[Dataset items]
------------------------------------
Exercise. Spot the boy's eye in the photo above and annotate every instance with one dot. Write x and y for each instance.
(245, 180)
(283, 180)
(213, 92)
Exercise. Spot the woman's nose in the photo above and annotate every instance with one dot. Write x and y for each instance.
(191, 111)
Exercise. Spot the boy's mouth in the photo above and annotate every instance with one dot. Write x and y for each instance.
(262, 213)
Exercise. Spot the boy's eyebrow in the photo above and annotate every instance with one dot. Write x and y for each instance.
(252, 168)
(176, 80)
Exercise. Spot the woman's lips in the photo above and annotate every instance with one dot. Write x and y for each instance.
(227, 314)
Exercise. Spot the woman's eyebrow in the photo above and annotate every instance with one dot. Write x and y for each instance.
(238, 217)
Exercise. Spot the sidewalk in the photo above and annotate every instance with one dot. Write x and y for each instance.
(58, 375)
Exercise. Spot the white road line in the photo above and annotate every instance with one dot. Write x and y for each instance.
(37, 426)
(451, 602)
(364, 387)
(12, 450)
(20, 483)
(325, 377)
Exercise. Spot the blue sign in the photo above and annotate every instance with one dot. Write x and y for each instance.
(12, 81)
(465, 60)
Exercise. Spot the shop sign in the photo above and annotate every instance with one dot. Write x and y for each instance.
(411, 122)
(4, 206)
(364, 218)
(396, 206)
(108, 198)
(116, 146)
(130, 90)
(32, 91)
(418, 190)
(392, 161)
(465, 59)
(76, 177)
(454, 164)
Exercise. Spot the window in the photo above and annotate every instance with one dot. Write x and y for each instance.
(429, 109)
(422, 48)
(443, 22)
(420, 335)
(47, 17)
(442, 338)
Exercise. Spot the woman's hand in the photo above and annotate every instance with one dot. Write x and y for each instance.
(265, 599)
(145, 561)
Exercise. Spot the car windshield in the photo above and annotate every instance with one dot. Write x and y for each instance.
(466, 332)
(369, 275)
------------------------------------
_Problem statement:_
What goes in the answer is the run of lines from the one holding "Exercise. Spot the woman's lips" to the end of the entries, reproduced exactly and with nothing else.

_Task result:_
Exercise. Spot the woman's lips in the photo above and annotate every instance with one dot. Write x and y for each instance.
(227, 314)
Exercise. Spot the woman's eyebrow in the photo above and annotate every instance with one dot. Write x and y for each instance.
(238, 217)
Exercise. Spot the sidewalk in the photo above and annotate every instance with one dot. Write x and y for each instance.
(58, 375)
Exercise. Spot the white road line in the photo above and annotate every instance with one dot. Write x and y for each instance.
(37, 426)
(451, 602)
(364, 387)
(12, 450)
(20, 483)
(325, 377)
Exercise. Spot the blue sign in the photo above and annotate every instance with one dot. Write x and y for each instance.
(12, 81)
(465, 60)
Exercise. Spot the shop sign in the photo above and annotate every instance with one dot. Write x and y for each instance.
(411, 122)
(4, 206)
(364, 218)
(396, 206)
(108, 198)
(116, 146)
(130, 90)
(32, 91)
(418, 190)
(392, 161)
(465, 59)
(76, 177)
(454, 164)
Exercise. Spot the window in the photo above and annotate every instance with one dot. Write x and y for each instance.
(429, 109)
(422, 48)
(443, 22)
(420, 335)
(47, 17)
(442, 338)
Exercise. Spot the woman's hand in the photo above and annotate every instance with one dot. Write x and y for each instance.
(265, 599)
(145, 561)
Exercise. Spot the car windshield in the photo above and annotate every instance with one dot. Write x and y for each instance.
(466, 332)
(369, 275)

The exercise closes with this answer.